>> BEGIN RECORDS PROVIDED

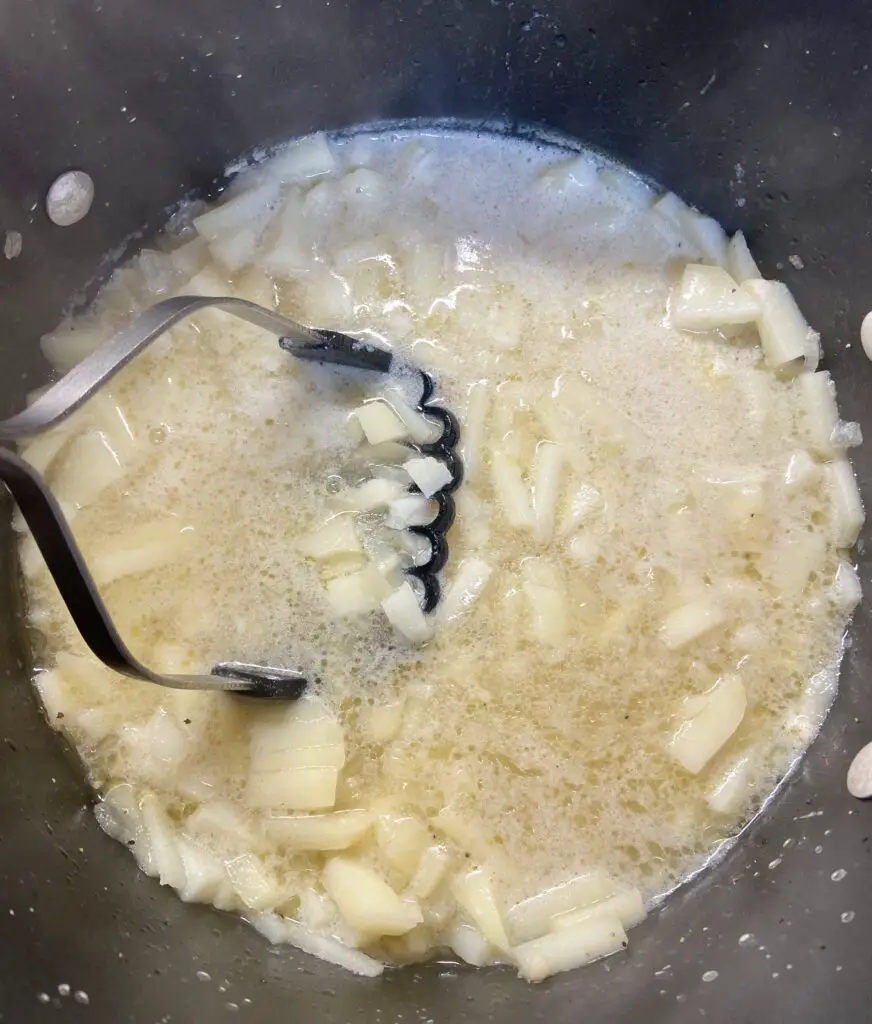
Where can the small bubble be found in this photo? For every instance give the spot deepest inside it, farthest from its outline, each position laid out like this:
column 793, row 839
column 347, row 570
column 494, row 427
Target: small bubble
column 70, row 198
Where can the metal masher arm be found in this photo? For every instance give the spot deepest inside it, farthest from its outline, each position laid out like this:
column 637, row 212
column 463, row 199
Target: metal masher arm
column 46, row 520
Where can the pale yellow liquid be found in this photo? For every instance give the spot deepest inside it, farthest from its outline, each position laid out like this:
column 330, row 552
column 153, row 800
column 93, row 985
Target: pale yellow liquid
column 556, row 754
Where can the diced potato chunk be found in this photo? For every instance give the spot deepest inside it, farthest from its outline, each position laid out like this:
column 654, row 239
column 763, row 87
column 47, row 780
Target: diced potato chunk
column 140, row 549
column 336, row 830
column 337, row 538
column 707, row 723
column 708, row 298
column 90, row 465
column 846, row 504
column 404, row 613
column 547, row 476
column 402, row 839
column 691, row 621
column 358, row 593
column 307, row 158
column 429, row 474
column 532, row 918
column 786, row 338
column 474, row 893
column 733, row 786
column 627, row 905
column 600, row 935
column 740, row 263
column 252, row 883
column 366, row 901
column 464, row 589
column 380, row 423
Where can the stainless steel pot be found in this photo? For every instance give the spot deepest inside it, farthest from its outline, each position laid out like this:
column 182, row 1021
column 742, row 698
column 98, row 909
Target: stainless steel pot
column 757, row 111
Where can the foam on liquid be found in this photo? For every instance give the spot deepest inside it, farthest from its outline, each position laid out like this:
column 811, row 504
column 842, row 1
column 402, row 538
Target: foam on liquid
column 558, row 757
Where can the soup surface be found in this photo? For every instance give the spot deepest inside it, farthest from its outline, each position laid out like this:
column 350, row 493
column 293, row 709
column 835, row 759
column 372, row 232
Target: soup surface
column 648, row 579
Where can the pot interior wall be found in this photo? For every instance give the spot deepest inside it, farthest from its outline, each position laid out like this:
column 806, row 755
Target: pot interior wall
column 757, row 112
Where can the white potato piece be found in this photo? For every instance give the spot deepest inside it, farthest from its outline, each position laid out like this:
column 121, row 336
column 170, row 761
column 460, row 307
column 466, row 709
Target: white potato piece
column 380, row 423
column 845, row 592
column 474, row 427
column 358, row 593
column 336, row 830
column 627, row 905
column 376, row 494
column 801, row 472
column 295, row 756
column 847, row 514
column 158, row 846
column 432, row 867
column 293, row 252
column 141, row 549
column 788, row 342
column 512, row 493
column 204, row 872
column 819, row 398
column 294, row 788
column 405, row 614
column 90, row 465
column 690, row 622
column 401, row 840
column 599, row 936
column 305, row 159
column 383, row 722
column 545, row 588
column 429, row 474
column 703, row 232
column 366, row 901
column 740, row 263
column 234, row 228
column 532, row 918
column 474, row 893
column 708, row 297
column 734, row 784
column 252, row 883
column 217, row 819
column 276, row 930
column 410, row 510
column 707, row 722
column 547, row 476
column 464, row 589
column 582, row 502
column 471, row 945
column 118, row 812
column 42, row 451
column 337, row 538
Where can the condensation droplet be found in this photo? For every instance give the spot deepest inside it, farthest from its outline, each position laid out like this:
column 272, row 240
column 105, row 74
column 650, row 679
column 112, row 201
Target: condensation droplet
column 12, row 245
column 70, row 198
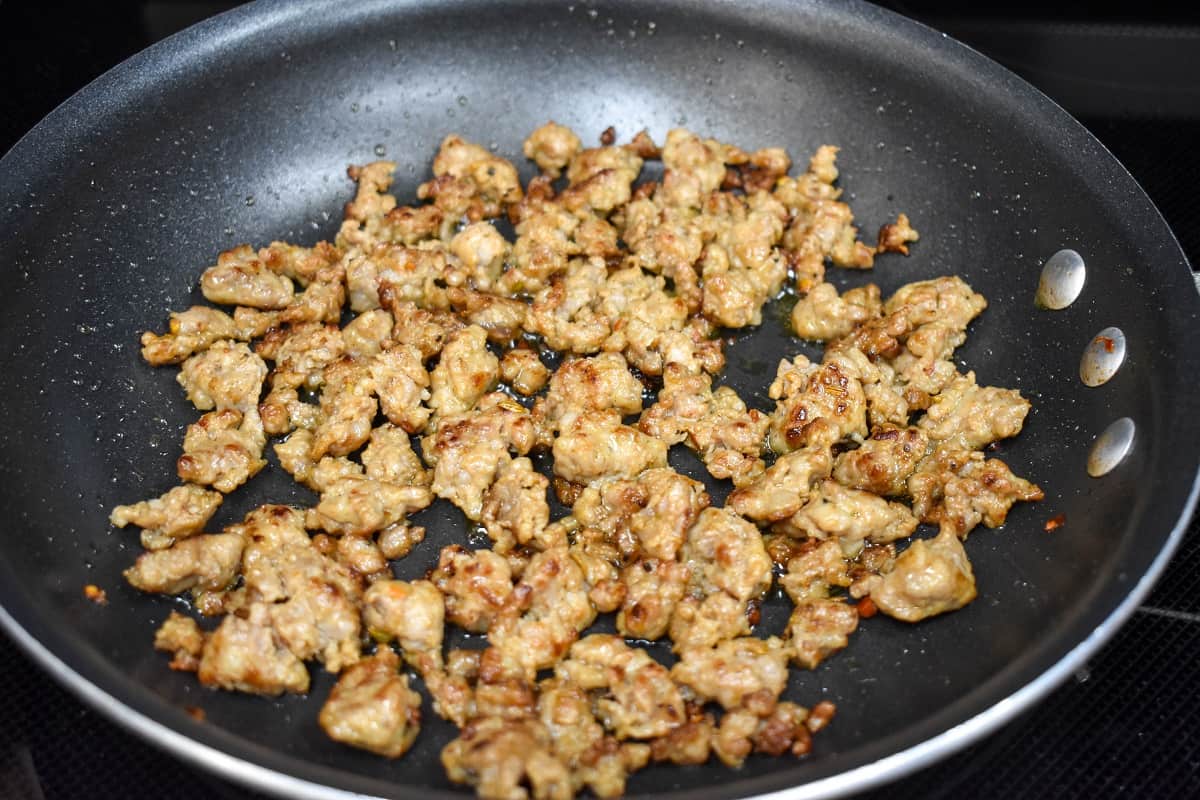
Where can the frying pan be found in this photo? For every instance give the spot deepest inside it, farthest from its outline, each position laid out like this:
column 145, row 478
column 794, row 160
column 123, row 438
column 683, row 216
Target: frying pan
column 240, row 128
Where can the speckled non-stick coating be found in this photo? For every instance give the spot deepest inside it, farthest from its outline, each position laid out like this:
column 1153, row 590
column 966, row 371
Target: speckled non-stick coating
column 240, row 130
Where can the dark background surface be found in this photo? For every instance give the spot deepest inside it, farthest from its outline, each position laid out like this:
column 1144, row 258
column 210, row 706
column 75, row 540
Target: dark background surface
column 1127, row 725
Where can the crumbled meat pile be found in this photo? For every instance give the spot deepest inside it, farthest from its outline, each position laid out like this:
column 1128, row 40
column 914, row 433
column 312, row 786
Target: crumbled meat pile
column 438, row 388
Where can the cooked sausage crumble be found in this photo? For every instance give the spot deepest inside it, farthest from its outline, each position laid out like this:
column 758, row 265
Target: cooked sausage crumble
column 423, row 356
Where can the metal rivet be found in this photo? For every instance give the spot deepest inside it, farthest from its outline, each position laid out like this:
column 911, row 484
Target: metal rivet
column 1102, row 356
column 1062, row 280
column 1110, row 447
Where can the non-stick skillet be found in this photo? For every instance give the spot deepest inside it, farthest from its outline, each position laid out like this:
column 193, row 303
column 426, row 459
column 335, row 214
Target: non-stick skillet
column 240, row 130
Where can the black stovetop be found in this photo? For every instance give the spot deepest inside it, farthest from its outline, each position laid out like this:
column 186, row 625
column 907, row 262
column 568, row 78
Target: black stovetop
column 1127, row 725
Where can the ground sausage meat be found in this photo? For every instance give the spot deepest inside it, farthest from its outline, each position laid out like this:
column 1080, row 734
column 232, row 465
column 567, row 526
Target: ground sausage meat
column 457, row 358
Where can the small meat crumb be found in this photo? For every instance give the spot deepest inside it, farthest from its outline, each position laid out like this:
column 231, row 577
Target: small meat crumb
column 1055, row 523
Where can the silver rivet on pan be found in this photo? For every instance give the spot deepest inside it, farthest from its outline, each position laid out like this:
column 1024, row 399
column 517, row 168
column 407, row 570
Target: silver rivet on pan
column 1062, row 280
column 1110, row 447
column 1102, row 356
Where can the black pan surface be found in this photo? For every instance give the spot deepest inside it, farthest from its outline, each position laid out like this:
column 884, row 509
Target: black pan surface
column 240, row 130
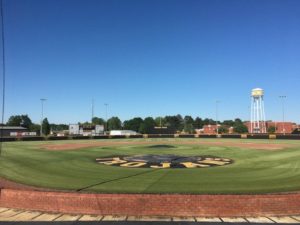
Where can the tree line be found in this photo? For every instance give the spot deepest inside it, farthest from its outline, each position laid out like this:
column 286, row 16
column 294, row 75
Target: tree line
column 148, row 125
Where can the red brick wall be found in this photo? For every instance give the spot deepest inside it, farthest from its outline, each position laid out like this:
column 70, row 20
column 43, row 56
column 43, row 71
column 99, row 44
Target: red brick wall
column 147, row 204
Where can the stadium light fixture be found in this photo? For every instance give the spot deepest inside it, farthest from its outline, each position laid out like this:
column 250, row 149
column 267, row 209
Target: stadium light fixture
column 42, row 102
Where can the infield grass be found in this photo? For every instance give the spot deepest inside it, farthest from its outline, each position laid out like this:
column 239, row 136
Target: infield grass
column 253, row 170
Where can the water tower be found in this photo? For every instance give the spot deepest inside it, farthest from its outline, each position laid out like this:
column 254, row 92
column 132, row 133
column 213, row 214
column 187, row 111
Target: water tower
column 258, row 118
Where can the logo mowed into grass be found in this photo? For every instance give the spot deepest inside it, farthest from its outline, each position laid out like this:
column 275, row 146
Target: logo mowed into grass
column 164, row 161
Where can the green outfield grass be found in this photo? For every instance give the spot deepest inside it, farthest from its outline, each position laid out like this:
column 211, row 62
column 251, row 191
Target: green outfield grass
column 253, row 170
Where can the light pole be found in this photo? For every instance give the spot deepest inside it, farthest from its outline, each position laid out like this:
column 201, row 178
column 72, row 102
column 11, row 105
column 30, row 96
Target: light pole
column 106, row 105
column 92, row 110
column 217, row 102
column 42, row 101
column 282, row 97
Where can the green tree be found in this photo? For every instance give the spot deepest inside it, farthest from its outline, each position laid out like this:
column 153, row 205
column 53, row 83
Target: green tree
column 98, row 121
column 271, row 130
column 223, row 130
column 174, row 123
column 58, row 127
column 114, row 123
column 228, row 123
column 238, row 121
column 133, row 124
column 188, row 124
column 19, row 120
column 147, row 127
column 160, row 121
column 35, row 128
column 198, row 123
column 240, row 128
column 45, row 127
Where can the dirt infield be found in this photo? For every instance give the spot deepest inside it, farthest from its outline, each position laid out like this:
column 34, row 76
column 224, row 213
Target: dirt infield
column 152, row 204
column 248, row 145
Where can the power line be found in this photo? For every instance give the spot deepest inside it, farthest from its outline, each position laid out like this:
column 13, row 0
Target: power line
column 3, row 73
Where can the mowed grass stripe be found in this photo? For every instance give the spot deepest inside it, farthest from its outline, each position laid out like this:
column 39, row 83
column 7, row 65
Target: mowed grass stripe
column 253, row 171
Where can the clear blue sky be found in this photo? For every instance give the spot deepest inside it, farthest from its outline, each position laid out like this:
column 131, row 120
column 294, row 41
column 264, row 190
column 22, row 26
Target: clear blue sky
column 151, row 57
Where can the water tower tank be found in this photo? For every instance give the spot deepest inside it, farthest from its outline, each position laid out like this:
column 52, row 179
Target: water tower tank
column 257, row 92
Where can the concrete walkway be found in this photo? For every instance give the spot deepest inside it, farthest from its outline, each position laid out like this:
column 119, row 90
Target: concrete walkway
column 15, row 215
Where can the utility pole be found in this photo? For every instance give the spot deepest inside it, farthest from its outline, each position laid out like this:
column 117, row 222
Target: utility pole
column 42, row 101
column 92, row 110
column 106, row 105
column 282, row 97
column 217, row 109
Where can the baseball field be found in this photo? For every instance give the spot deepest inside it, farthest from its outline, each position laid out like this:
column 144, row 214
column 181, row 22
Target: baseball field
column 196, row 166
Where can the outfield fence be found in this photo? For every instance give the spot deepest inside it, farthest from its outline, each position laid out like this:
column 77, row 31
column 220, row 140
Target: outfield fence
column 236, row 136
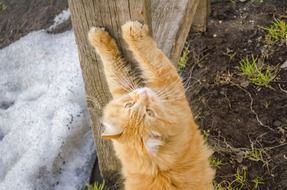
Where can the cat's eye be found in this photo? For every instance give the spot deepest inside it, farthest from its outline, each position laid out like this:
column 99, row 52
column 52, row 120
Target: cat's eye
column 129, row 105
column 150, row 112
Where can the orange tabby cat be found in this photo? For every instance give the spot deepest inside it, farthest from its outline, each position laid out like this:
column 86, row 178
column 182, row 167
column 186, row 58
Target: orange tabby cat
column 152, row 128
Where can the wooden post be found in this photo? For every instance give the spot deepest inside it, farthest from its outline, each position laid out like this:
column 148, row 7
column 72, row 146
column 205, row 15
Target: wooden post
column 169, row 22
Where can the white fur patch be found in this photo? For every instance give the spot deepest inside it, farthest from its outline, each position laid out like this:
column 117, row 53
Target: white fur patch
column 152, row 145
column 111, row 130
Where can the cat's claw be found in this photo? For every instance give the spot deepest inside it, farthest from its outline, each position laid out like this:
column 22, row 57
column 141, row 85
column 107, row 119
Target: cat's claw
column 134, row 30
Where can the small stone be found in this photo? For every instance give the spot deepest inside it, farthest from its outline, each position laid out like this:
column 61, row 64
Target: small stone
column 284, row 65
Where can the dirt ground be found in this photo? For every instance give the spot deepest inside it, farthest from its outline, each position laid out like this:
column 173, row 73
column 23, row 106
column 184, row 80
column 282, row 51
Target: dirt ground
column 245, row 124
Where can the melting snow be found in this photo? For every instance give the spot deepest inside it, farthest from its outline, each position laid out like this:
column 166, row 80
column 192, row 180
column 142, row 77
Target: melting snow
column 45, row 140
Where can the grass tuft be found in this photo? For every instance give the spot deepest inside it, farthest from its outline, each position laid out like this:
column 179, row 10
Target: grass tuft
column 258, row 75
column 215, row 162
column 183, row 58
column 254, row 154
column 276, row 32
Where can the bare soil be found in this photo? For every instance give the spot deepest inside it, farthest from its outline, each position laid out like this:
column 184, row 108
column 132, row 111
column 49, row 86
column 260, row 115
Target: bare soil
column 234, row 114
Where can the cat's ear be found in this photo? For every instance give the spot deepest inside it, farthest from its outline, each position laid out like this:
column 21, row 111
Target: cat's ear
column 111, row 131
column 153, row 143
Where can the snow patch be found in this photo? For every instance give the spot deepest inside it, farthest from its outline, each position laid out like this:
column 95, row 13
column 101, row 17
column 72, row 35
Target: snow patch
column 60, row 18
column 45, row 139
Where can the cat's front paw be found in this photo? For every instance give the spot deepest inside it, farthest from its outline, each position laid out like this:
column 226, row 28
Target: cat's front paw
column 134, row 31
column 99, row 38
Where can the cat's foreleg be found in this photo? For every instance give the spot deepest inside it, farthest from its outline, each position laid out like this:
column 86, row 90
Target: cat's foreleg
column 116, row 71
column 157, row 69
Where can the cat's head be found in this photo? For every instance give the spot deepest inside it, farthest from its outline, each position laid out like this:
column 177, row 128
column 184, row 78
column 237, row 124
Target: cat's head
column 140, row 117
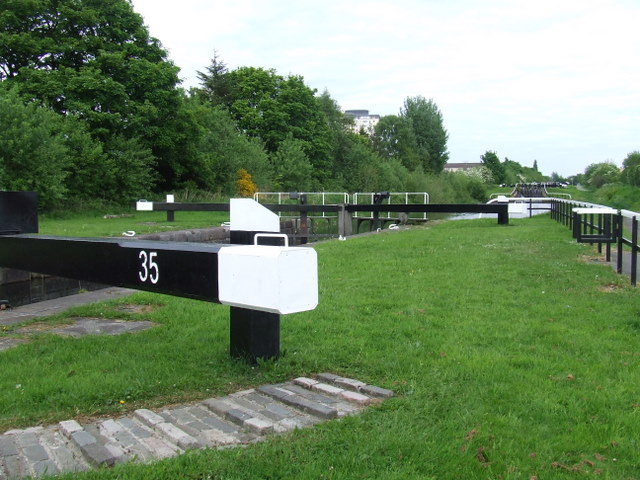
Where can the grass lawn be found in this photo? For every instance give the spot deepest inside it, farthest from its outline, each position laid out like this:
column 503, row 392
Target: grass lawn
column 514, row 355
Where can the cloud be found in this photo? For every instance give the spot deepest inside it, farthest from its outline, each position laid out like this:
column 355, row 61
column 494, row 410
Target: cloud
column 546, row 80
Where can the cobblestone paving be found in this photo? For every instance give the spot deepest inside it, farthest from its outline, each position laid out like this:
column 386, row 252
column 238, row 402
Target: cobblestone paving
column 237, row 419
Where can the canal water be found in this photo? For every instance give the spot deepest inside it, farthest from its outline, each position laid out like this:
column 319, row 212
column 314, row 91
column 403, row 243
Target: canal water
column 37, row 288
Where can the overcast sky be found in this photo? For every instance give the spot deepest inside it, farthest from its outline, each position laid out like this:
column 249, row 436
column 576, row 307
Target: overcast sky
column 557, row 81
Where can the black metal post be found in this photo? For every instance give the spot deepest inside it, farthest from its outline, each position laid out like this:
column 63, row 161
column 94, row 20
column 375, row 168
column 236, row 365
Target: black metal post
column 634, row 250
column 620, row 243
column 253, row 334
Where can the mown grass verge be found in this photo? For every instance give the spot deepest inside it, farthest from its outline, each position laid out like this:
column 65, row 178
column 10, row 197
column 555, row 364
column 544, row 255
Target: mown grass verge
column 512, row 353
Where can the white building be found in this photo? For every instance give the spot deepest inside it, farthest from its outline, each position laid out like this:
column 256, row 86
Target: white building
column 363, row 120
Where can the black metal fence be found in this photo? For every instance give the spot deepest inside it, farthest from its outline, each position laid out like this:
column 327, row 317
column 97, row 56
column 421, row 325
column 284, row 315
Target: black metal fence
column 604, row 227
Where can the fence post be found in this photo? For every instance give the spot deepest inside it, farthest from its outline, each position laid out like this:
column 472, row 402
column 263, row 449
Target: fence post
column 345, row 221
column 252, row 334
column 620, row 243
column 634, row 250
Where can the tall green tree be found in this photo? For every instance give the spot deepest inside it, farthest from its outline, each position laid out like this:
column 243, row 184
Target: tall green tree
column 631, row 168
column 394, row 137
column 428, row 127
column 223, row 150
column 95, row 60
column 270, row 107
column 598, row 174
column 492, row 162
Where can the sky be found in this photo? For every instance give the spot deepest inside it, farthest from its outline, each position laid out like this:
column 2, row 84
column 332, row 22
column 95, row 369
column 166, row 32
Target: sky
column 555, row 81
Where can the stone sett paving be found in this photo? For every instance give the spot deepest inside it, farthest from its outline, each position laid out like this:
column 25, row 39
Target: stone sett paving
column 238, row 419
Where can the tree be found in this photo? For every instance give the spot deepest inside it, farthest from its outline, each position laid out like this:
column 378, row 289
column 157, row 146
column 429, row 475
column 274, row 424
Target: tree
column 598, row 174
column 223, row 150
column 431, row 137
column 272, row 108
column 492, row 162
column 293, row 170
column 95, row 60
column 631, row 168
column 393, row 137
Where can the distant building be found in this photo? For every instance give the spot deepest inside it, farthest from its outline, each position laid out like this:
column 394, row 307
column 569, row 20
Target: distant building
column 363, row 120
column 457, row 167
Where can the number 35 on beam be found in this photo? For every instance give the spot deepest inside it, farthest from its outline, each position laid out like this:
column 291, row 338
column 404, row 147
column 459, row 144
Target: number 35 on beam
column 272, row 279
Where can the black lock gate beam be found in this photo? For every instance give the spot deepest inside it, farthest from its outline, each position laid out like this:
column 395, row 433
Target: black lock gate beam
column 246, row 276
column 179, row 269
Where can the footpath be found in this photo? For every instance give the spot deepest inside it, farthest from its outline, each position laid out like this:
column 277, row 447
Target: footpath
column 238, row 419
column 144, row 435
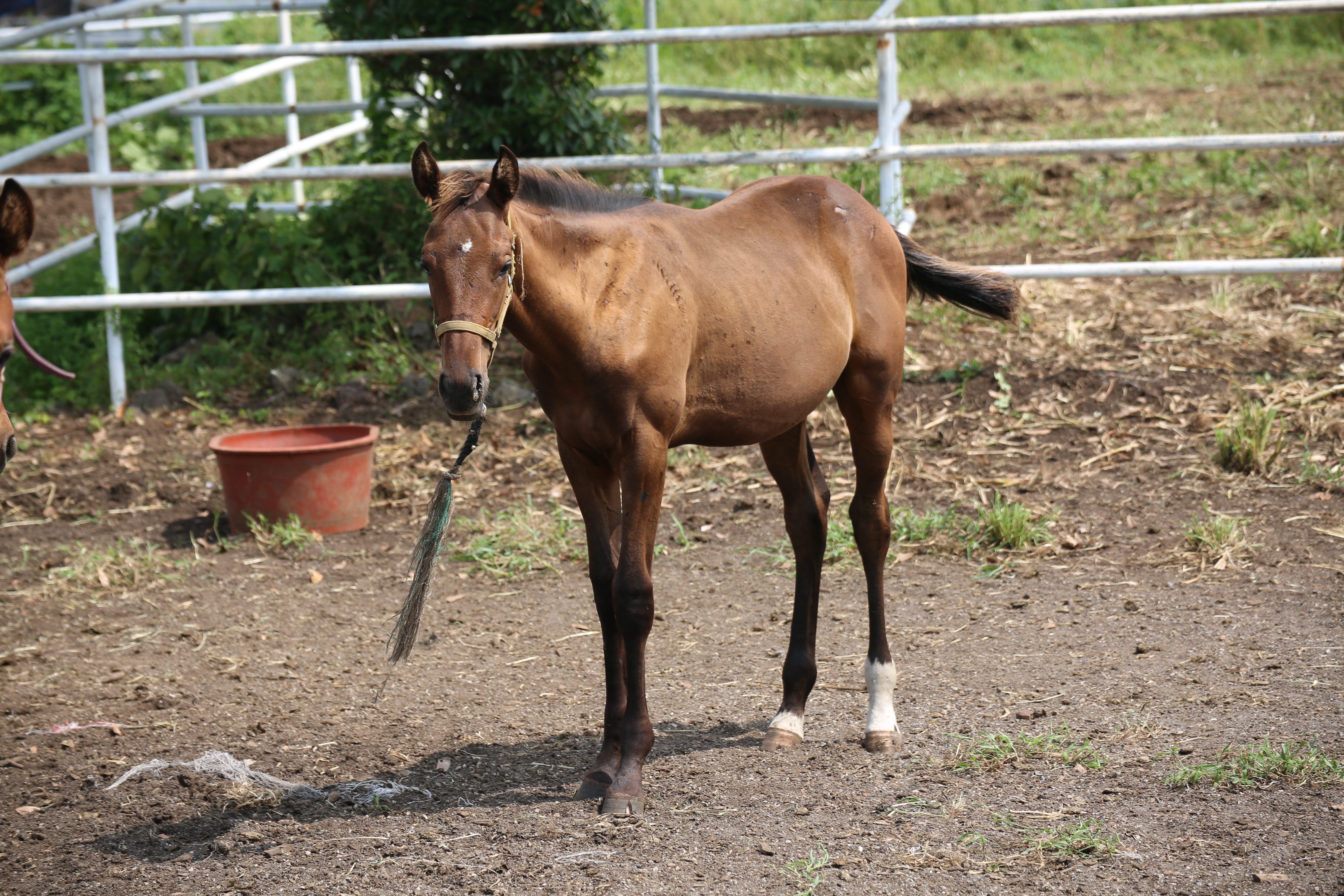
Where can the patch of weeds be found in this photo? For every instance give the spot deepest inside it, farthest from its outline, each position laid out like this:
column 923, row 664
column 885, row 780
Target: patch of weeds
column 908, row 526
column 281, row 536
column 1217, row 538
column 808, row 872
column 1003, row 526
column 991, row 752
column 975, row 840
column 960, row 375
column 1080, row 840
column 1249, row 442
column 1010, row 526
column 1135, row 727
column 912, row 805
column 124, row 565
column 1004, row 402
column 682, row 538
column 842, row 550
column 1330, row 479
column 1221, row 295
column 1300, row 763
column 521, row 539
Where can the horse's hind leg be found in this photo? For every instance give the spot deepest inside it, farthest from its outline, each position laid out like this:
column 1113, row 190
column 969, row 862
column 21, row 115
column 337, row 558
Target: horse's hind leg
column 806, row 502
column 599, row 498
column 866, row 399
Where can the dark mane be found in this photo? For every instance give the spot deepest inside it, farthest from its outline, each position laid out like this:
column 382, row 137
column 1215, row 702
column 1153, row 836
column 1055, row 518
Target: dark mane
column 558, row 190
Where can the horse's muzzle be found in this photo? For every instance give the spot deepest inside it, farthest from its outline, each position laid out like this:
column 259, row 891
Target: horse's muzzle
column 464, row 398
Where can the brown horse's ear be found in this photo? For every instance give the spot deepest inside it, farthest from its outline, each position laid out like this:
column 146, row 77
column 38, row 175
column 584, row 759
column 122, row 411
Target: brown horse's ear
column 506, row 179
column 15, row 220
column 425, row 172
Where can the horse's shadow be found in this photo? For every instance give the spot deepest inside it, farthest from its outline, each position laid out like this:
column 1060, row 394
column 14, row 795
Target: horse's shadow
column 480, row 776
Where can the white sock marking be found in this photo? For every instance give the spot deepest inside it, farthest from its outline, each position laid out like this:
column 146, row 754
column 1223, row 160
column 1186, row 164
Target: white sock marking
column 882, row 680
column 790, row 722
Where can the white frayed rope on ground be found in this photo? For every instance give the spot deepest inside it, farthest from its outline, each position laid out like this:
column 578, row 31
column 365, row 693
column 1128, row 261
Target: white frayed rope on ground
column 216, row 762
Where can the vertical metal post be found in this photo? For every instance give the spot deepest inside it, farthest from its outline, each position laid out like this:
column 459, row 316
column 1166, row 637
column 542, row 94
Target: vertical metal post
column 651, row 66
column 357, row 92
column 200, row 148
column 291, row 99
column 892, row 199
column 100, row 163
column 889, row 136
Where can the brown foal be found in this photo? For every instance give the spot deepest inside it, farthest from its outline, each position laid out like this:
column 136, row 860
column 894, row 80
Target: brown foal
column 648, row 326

>> END RECORDS PROVIDED

> [YOUR TASK] Give the material as a numbered list, beginning at the line that has "Where can the concrete" and stopping after the line that has "column 152, row 128". Skip blank lines and leave out the pictures.

> [TASK RESULT]
1. Where can the concrete walkway be found in this photo? For every instance give the spot deepest inside it, farthest from its outline, each position laid out like this:
2. column 119, row 90
3. Target: concrete walkway
4. column 15, row 215
5. Where can the utility pole be found in this photo? For every instance give the spot deepest inside it, farthest from its outline, each position laid out like this:
6. column 117, row 222
7. Target: utility pole
8. column 42, row 101
9. column 92, row 110
10. column 106, row 105
11. column 282, row 97
12. column 217, row 109
13. Where can the baseball field be found in this photo? For every instance give the spot deepest inside it, farthest from its outline, each position laid out like this:
14. column 144, row 214
15. column 181, row 22
16. Target: baseball field
17. column 196, row 166
18. Where can the outfield fence be found in this photo? For every instance give the spot deepest inside it, farthest from its outline, each position laid out like this:
19. column 77, row 31
20. column 220, row 140
21. Target: outfield fence
22. column 236, row 136
23. Where can the cat's eye be found in this photo? For every instance give the spot deepest inside it, farthest from its outline, each position laid out like this:
24. column 99, row 52
25. column 52, row 120
26. Target: cat's eye
27. column 129, row 105
28. column 150, row 112
29. Where can the orange tabby cat be found in this photo? For every instance give the spot deepest inside it, farthest from its outline, each position laid out like this:
30. column 86, row 178
31. column 182, row 167
32. column 186, row 58
33. Target: orange tabby cat
34. column 152, row 128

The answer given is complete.